§ **Your goal**: Reproduce all records exactly.

(Rows from a pointing dataset)
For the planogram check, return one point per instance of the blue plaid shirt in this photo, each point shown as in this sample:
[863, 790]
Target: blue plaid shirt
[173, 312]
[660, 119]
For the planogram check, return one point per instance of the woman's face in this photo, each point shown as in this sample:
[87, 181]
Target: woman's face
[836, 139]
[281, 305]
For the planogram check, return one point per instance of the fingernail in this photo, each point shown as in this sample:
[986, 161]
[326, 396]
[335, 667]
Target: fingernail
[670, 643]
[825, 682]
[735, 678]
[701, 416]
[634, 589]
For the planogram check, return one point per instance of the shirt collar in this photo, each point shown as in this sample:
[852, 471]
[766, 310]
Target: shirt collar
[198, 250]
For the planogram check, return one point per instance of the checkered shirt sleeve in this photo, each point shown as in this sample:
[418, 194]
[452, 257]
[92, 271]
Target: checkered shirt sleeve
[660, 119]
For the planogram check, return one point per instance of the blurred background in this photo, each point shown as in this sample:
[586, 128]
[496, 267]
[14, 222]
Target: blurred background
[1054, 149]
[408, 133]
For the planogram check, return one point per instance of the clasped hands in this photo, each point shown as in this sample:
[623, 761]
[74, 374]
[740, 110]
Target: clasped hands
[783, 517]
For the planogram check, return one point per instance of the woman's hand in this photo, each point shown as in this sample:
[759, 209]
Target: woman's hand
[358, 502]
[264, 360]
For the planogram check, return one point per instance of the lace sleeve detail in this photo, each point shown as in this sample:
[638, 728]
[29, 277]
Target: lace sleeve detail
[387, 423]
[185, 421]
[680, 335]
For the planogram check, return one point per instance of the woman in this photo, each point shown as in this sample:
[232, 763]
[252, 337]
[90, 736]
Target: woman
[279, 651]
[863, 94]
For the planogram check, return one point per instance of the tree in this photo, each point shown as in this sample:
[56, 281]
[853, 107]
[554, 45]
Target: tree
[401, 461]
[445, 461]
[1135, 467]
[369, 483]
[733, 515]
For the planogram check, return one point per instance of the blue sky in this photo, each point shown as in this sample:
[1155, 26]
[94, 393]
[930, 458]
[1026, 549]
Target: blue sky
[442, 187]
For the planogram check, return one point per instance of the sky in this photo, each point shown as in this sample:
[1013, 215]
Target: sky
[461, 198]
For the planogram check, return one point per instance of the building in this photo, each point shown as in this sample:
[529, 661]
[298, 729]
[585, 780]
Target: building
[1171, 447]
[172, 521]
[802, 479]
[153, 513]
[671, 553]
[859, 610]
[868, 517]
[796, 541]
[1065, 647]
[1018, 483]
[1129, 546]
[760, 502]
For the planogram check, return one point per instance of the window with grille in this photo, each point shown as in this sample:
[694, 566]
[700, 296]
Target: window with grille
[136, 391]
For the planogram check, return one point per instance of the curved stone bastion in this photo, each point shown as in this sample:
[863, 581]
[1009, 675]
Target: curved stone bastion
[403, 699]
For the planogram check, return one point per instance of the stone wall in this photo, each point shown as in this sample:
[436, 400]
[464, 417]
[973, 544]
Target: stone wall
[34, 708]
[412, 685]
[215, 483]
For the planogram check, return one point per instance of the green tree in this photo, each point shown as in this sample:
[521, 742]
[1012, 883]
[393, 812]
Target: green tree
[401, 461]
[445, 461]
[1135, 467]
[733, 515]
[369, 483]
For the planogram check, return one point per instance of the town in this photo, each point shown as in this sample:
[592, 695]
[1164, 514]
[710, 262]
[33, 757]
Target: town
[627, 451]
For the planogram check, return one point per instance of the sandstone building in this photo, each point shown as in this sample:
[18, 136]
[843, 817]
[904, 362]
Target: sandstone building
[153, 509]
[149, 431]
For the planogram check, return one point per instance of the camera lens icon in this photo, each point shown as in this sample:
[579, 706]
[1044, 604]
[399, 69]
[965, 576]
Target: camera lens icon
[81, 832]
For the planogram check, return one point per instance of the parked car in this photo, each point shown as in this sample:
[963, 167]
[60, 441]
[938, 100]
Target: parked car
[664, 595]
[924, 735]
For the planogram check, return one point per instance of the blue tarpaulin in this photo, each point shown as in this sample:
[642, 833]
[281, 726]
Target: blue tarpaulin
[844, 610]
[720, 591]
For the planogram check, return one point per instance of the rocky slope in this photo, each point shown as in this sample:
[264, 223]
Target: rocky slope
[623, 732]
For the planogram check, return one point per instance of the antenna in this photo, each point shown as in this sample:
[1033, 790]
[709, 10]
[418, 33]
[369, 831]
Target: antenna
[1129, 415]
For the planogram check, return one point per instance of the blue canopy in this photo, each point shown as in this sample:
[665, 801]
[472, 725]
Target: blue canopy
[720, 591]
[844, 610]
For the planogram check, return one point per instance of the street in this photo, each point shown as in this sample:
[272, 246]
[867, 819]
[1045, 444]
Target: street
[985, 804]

§ **Written reply**:
For the planogram check, return one point per instance of the blue plaid shirt in this photo, each point shown as in this sample:
[863, 790]
Target: blue plaid shirt
[173, 312]
[660, 119]
For the planogram check, return one point per instance of the woman's face in this photo, each point shown as in this sample:
[87, 181]
Target: woman's face
[836, 139]
[281, 305]
For the planogram check, return one point per instance of the fingernail in this photo, each point shown as in this sample:
[986, 161]
[326, 396]
[335, 667]
Target: fingernail
[670, 643]
[825, 682]
[735, 678]
[701, 416]
[634, 589]
For the planogram check, return one point per instance of the shirt collar in this photo, each point shown as in this sample:
[852, 471]
[766, 310]
Target: shirt collar
[198, 250]
For the planogram check, return one point per instance of the checkered shirt sleeve in this photo, each point shown as in this sample:
[418, 194]
[452, 257]
[92, 271]
Target: checkered shirt sleeve
[660, 119]
For the planogram check, return one point per instance of the blurred background in this photo, each point shown as in this sample:
[586, 128]
[496, 267]
[14, 222]
Target: blurred background
[1054, 149]
[408, 133]
For the planogram check, return one point per instance of the clasped hands in this photo, each point shown as in this sample:
[623, 761]
[74, 374]
[740, 110]
Target: clasped hands
[783, 517]
For the planogram check, return one point per instance of the woman's hand in this photo, each point shown as in this sample:
[759, 209]
Target: woman's hand
[358, 502]
[264, 360]
For the planogram check, return one point per instance of the lace sleeve detail in this photo, each point shown as in this sample:
[638, 728]
[29, 277]
Target: lace sleeve detail
[387, 423]
[185, 421]
[680, 335]
For the planogram check, return one point per instance of the woman in this photo, each point shown as in this sample:
[232, 763]
[252, 337]
[90, 736]
Target: woman
[279, 651]
[863, 94]
For the planogram check, return one point per instance of the tree in this photo, each point shown as in this sample:
[56, 281]
[853, 107]
[554, 45]
Target: tree
[401, 461]
[445, 461]
[1135, 467]
[369, 483]
[733, 515]
For the planogram check, return one point per instance of the blue sky in this photo, each point shown as in this sample:
[1155, 26]
[94, 393]
[930, 458]
[1026, 549]
Target: blue sky
[442, 187]
For the planogram check, return one point per instance of the sky in this photo, each point shown as in this sample:
[1013, 215]
Target: sky
[461, 198]
For the planogram check, return one point per instance of the building in this photo, each point shown as in this sample:
[529, 661]
[298, 729]
[585, 780]
Target: building
[1171, 447]
[172, 521]
[802, 479]
[153, 513]
[671, 553]
[859, 610]
[868, 517]
[796, 541]
[1065, 647]
[1018, 483]
[1129, 546]
[760, 502]
For the planogram check, return one point per instance of the window with grille in this photo, each point shown as in this sample:
[694, 566]
[700, 296]
Target: window with grille
[136, 391]
For the planogram check, return one point per instance of the curved stone bastion in this photo, each point shown as in this sample:
[863, 581]
[1009, 675]
Target: curved stone bastion
[403, 699]
For the planogram check, return one point per instance of the stone wall in this photo, each point shown as in this sample:
[436, 400]
[464, 417]
[973, 544]
Target: stone wall
[34, 708]
[412, 685]
[215, 483]
For the planogram check, return one point per instance of the green tree in this photo, each point shown as in this sample:
[521, 742]
[1012, 883]
[393, 812]
Target: green tree
[401, 461]
[445, 461]
[1135, 467]
[733, 515]
[369, 483]
For the planogram check, return one point per instance of the town in this photo, each point shown as in this sample:
[592, 695]
[1164, 514]
[710, 262]
[33, 757]
Target: town
[627, 451]
For the planogram check, return one point per instance of the sandstone building in this photo, each point shown as in this sample:
[18, 136]
[843, 817]
[904, 362]
Target: sandstone building
[153, 509]
[149, 431]
For the planogram check, return one point per instance of the camera lens icon in this photo, each point shown as in this sample:
[579, 706]
[1044, 604]
[399, 69]
[965, 576]
Target: camera lens icon
[81, 832]
For the planogram check, return one point per instance of the parked car in this photo, each point shown as in this sample:
[963, 167]
[60, 441]
[938, 100]
Target: parked car
[664, 595]
[924, 735]
For the planogram check, return one point per instance of the blue tarpaulin in this photo, each point shown as in this sample:
[642, 833]
[281, 726]
Target: blue tarpaulin
[844, 610]
[720, 591]
For the planogram check, return one point per instance of the rocky slope in this photo, each point shown as in this sample:
[264, 223]
Target: rocky slope
[623, 732]
For the planogram check, return one point per instance of the antenna in this photo, each point shown as in this sample:
[1033, 790]
[709, 10]
[418, 33]
[369, 831]
Target: antenna
[1129, 415]
For the planogram check, return one point per instance of the blue canopy in this photo, each point shown as in this sample:
[665, 801]
[472, 725]
Target: blue canopy
[720, 591]
[844, 610]
For the planogram check, return one point per instance of the street in this photo, each point shown as in this sample:
[272, 246]
[867, 819]
[1045, 444]
Target: street
[985, 804]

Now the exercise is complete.